==== DATA SUPPLIED ====
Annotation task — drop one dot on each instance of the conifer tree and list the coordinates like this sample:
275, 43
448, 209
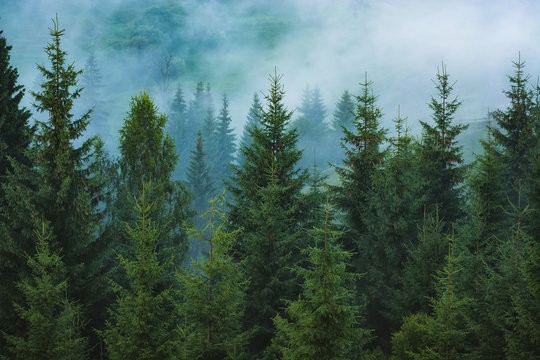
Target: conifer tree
15, 130
253, 119
424, 258
213, 294
322, 322
142, 324
312, 127
343, 116
199, 178
225, 143
52, 322
391, 218
180, 130
514, 134
443, 168
147, 154
15, 138
266, 192
61, 188
362, 158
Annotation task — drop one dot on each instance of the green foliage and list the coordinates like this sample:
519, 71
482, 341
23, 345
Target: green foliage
213, 295
514, 134
143, 323
253, 119
225, 140
266, 192
52, 322
15, 131
442, 158
391, 218
322, 322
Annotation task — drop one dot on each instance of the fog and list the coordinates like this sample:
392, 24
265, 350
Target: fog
329, 44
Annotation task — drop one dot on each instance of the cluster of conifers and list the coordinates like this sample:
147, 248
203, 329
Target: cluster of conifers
411, 254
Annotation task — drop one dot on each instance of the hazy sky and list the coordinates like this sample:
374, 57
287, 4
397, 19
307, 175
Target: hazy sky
332, 44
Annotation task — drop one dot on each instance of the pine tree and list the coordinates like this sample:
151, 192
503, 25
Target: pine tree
199, 178
343, 116
60, 188
180, 131
15, 130
312, 127
266, 192
147, 154
253, 119
52, 322
443, 168
15, 138
225, 143
143, 323
391, 218
213, 295
322, 322
514, 134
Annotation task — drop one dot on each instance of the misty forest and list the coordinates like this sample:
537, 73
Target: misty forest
269, 180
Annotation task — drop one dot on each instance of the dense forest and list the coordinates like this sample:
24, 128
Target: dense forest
316, 234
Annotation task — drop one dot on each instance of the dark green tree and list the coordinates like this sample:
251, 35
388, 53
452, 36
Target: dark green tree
323, 322
15, 138
213, 294
143, 322
266, 190
52, 322
225, 140
514, 134
443, 169
253, 119
62, 187
392, 218
15, 130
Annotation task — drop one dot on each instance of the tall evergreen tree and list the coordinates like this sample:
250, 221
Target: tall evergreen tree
253, 119
514, 134
15, 138
322, 322
15, 130
443, 168
147, 154
266, 190
143, 323
225, 143
213, 295
61, 188
180, 131
52, 322
391, 218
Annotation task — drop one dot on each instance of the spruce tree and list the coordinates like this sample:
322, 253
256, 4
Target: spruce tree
15, 130
266, 192
253, 119
213, 294
52, 322
322, 323
225, 143
442, 158
514, 134
180, 131
147, 154
61, 188
391, 218
143, 323
343, 116
15, 138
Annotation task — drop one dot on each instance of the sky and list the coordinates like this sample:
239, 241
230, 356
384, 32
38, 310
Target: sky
330, 44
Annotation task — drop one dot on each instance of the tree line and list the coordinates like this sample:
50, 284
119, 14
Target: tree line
411, 254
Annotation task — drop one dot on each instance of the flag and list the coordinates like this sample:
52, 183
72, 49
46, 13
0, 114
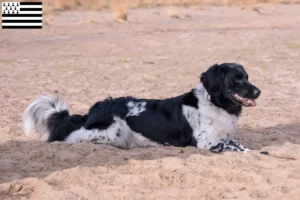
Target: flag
25, 15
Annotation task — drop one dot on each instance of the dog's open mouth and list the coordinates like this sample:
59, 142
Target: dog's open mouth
244, 101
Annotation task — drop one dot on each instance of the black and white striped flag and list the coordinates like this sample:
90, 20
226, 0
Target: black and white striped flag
26, 15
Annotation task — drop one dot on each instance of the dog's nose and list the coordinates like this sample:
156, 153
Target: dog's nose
256, 93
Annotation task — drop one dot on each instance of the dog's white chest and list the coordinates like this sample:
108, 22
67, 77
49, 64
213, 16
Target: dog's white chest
210, 124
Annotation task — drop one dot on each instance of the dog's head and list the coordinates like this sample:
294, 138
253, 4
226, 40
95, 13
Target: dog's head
228, 82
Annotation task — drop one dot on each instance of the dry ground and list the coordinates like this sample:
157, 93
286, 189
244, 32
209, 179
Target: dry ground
152, 56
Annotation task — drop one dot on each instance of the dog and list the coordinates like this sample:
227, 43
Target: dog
206, 117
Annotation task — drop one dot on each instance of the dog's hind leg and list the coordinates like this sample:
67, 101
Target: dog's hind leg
230, 145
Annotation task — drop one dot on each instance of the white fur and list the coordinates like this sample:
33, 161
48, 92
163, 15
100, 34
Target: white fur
210, 124
118, 134
36, 115
136, 108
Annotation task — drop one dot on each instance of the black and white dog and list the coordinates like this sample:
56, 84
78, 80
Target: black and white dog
206, 117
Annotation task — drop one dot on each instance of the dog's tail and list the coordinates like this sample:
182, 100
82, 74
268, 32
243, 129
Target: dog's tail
50, 117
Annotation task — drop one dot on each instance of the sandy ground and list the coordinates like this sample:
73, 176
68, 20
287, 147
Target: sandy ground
152, 56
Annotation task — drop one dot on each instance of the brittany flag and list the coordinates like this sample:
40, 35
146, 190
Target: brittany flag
22, 15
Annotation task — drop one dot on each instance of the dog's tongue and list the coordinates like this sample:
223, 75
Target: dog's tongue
252, 102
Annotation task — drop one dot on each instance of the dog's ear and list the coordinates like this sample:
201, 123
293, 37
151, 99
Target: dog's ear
213, 80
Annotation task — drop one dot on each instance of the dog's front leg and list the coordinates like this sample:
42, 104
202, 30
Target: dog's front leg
230, 145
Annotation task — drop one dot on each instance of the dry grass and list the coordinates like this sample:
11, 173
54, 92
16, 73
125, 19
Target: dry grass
121, 8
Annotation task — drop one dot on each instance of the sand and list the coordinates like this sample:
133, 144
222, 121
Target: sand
85, 57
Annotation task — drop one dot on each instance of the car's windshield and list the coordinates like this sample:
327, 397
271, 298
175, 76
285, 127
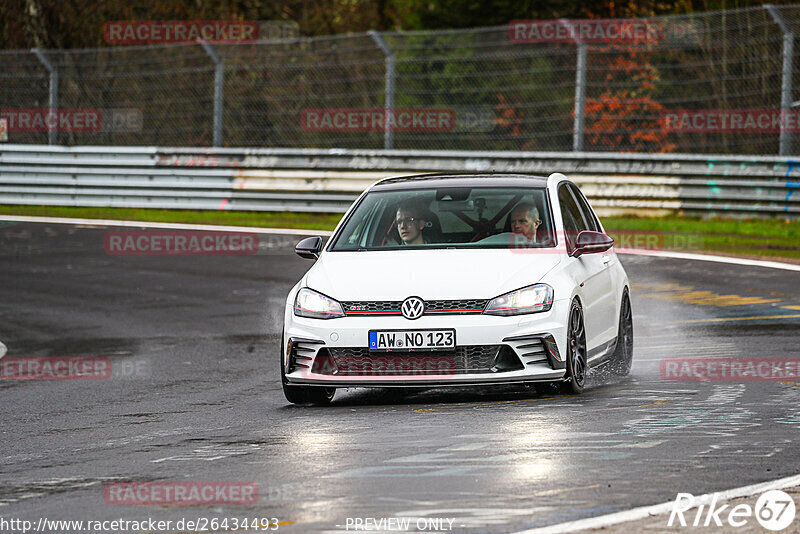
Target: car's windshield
====
## JOB:
Do not copy the pictures, but repeat every line exactly.

## FULL ANSWER:
Annotation task — drop one dot on each instance of the conifer tree and list the coordinates like this sample:
275, 43
448, 209
Target: conifer tree
15, 130
253, 119
424, 258
213, 294
322, 322
142, 324
312, 127
343, 116
199, 178
225, 143
52, 322
391, 218
180, 130
514, 134
443, 168
147, 154
15, 138
266, 192
61, 188
362, 158
Annotation task — drop one dot on each instance of the green foliage and list the coordinates like this sample:
519, 71
482, 341
23, 345
Target: green foliage
213, 295
514, 134
143, 323
253, 119
225, 140
266, 192
52, 322
15, 131
442, 158
391, 218
322, 322
Annotation task — drop one dot on each instance of the fog and list the coordinates like this sample:
392, 24
265, 350
Target: fog
329, 44
Annotation task — drop one dot on each instance of the cluster of conifers and list the coordinates like this sample:
147, 248
203, 329
Target: cluster of conifers
411, 254
Annotation task — drop one dot on each instance of the hazy sky and list the coordinates like this sample:
374, 57
287, 4
397, 19
307, 175
Target: hazy sky
332, 44
Annotation task — drop one dot on each instance of the pine tree and list the coordinates like this sample:
151, 192
503, 25
Target: pine tree
199, 178
343, 116
60, 188
180, 131
15, 130
312, 127
266, 192
147, 154
253, 119
52, 322
443, 168
15, 138
225, 143
143, 323
391, 218
213, 295
322, 322
514, 134
Annotation task — drop one dot on each instance of the misty forest and list the coordinates like this sample:
537, 73
Target: misty forest
269, 180
Annotation task — drop one dot on each instance of the dense forest and list the coordinates like this sample:
24, 128
Target: dense forest
316, 234
Annotation task — drop one dot on each instance of the dark green tree and list the coordinates like this sample:
251, 35
388, 53
452, 36
Target: dark green tree
323, 322
15, 138
213, 294
143, 322
266, 190
52, 322
225, 140
514, 134
443, 169
253, 119
62, 187
392, 218
15, 130
Annotation task — drop one dot on each instance of the tall evergreen tree and list the coordinates like this sample:
250, 221
Target: tall evergreen tree
253, 119
514, 134
15, 138
322, 322
15, 130
443, 168
147, 154
266, 190
143, 323
225, 143
213, 295
61, 188
180, 131
52, 322
391, 218
Annotation task — drop one dot on each instance of the spruce tree and list the coordinates like this sample:
322, 253
256, 4
Target: spruce tree
15, 130
266, 192
253, 119
213, 294
52, 322
322, 323
225, 143
442, 158
514, 134
180, 131
147, 154
61, 188
391, 218
143, 323
343, 116
15, 138
Annotation task — drop one dot on each instance of the sky and list the coordinates like this sample:
239, 241
230, 356
384, 32
38, 310
Target: sky
330, 44
Annotation task — drop one dot on each instance of the tree line and list the coordinates like this sample:
50, 284
119, 14
Target: tree line
411, 254
Annotation task — drop one dot on each instance of the flag and list the coordinates like this sample:
52, 183
72, 49
46, 13
0, 114
Target: flag
25, 15
Annotation task — drop one dot on each instance of the dog's open mouth and list the coordinates like this sample:
59, 142
Target: dog's open mouth
244, 101
Annotation task — drop one dot on each instance of the black and white striped flag and list the coordinates like this sample:
90, 20
226, 0
Target: black and white striped flag
26, 15
Annotation task — drop one dot on each instance of the dog's nose and list the coordinates like this sample:
156, 153
Target: dog's nose
256, 93
Annotation task — drop one dot on each instance of the dog's white chest and list the coordinates like this sample:
108, 22
67, 77
49, 64
213, 16
Target: dog's white chest
210, 124
Annotation task — drop one dot on each instance of the dog's head and list the coordinates like this sample:
294, 138
253, 4
226, 40
95, 13
Target: dog's head
228, 82
Annotation task — drop one dot on each instance of the dry ground and list the coordinates like this sample:
157, 93
286, 189
244, 32
209, 179
Target: dry ground
152, 56
Annotation task — drop one dot on each instance of the dog and list the coordinates like this sample:
227, 43
Target: dog
206, 117
Annotation task — drop one dot on each instance of the dog's hind leg and list the coordinates like this sample:
67, 101
Target: dog's hind leg
230, 145
Annotation task — drop one dot on each instance of the white fur and list the coordinates like this sample:
33, 161
48, 92
163, 15
100, 34
Target: white fur
210, 124
118, 134
36, 115
136, 108
Annotation task — drop one dot on each instance of the black and white dog and list the coordinates like this sample:
56, 84
78, 80
Target: black and white dog
206, 117
Annotation task — drop one dot on each instance of the dog's tail and list the coordinates like this sample:
182, 100
82, 74
268, 32
243, 129
Target: dog's tail
50, 117
Annotation task — drop one dot on each instance of the sandy ground and list the coordinates like this sample:
73, 176
68, 20
287, 147
Target: sandy ground
152, 56
Annotation task — drop one dot on each instance of the brittany flag and list the coordinates like this sample:
40, 35
146, 190
Target: brittany flag
22, 15
Annotation task — drop one dot on each instance of the dog's tongue and list the coordinates like this sample:
223, 75
Target: dog's tongue
252, 102
Annotation task — drop one dot on each instance of the dog's ear and list the coordinates like this sample:
201, 123
293, 37
151, 99
Target: dog's ear
213, 80
Annotation task — drop one dot on each instance of the dog's front leg and list the coordinates like this sample:
42, 104
202, 30
Target: dog's front leg
230, 145
Annotation task — drop one dot on each instance of the dry grass and list the coordinates like this sample:
11, 173
54, 92
16, 73
125, 19
Target: dry grass
121, 8
Annotation task — drop one dot on each instance of the sand and list the coordinates like this sample:
133, 144
222, 121
Target: sand
85, 57
Annotation task — drop one dot on each instance of the car's windshield and list the coordinates like this sample:
327, 397
271, 298
175, 76
285, 127
Target: car's windshield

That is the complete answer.